(Zeilen aus einem Zeige-Datensatz)
-=-=-=-=-
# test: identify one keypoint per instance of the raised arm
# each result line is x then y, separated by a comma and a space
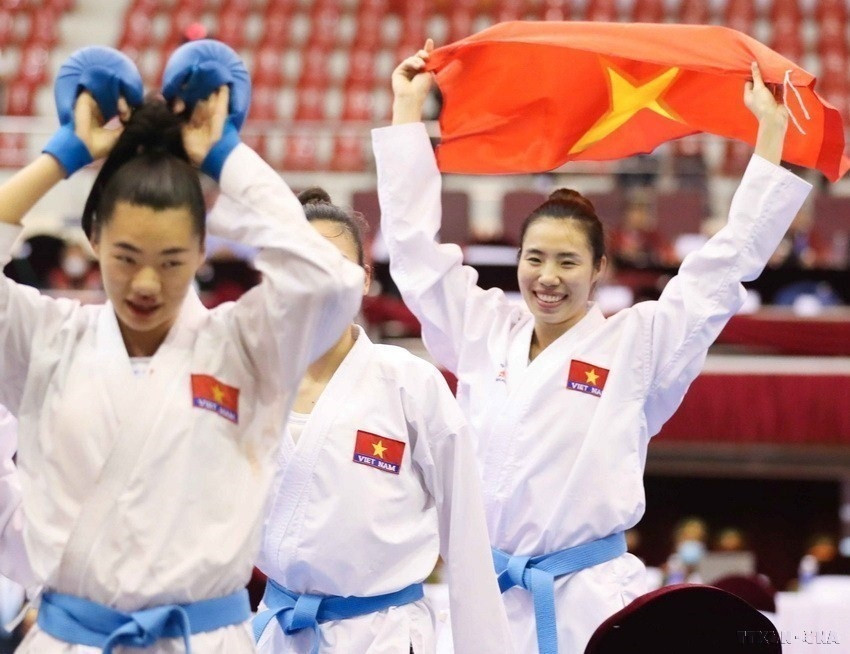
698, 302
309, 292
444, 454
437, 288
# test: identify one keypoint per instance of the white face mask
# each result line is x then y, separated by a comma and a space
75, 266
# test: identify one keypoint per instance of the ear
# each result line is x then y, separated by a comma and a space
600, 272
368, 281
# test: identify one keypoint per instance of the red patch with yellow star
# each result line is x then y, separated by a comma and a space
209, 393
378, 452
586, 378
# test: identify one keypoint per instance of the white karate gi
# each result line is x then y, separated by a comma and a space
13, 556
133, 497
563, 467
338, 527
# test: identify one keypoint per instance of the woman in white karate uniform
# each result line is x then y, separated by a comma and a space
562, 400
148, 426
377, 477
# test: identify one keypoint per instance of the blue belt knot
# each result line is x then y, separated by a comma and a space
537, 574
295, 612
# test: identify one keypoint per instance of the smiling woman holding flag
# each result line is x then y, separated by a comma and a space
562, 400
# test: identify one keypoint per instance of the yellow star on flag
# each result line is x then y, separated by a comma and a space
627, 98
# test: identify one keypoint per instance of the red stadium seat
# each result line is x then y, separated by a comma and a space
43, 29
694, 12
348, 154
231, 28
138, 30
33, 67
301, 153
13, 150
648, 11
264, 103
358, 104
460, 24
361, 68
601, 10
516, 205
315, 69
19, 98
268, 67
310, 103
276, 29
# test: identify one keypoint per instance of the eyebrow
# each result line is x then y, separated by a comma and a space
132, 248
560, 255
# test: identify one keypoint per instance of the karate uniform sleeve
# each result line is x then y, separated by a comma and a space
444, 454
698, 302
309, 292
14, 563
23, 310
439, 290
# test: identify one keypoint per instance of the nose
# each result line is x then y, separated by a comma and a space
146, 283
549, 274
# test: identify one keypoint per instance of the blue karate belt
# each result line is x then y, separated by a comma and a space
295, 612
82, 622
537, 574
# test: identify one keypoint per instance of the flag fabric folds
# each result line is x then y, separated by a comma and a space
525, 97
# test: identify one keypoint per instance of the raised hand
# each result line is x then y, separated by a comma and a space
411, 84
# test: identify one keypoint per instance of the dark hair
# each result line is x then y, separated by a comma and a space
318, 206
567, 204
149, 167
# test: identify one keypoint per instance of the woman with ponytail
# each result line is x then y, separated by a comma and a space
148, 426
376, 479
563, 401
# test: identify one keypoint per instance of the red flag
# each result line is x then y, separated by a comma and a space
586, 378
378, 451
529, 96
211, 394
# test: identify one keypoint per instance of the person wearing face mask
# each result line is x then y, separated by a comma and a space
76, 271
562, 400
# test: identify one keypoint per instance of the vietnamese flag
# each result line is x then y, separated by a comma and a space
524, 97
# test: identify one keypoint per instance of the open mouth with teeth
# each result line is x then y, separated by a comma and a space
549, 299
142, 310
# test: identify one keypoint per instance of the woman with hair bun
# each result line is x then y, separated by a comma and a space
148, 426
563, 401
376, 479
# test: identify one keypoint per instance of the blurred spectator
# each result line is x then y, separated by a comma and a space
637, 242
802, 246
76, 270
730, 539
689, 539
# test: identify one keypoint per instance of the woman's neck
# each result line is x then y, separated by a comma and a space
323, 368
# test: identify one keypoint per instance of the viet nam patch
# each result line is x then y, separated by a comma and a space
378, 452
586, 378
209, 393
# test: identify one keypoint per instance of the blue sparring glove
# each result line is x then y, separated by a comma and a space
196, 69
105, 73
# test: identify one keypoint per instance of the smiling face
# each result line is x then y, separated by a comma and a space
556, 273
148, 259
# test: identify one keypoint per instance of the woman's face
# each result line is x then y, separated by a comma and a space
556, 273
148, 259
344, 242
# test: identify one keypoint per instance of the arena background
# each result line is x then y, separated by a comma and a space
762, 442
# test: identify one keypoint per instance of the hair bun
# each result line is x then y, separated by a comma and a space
-=-=-=-=-
§ Übungsaufgabe: Schreib die Einträge von der Zeile mit "# test: identify one keypoint per instance of the smiling face" bis zum Ende der Einträge erneut auf, beide Enden und alle Zeilen mit Anweisungen eingeschlossen. Addiere dabei zu jeder Koordinate in den Antworten 90.

§ Ergebnis:
# test: identify one keypoint per instance of the smiling face
# each result line is x then y, separated by a comma and a space
646, 363
238, 349
# test: identify one keypoint per instance of the woman's face
# each result line is x then y, separated by a comma and a space
646, 363
238, 349
434, 332
# test: identify one keypoint per instance of the arena background
# each result line is x then y, separated by a comma and a space
852, 532
# test: identify one keypoint per instance of the hair bun
# each result line is x then y, separated by a comma and a space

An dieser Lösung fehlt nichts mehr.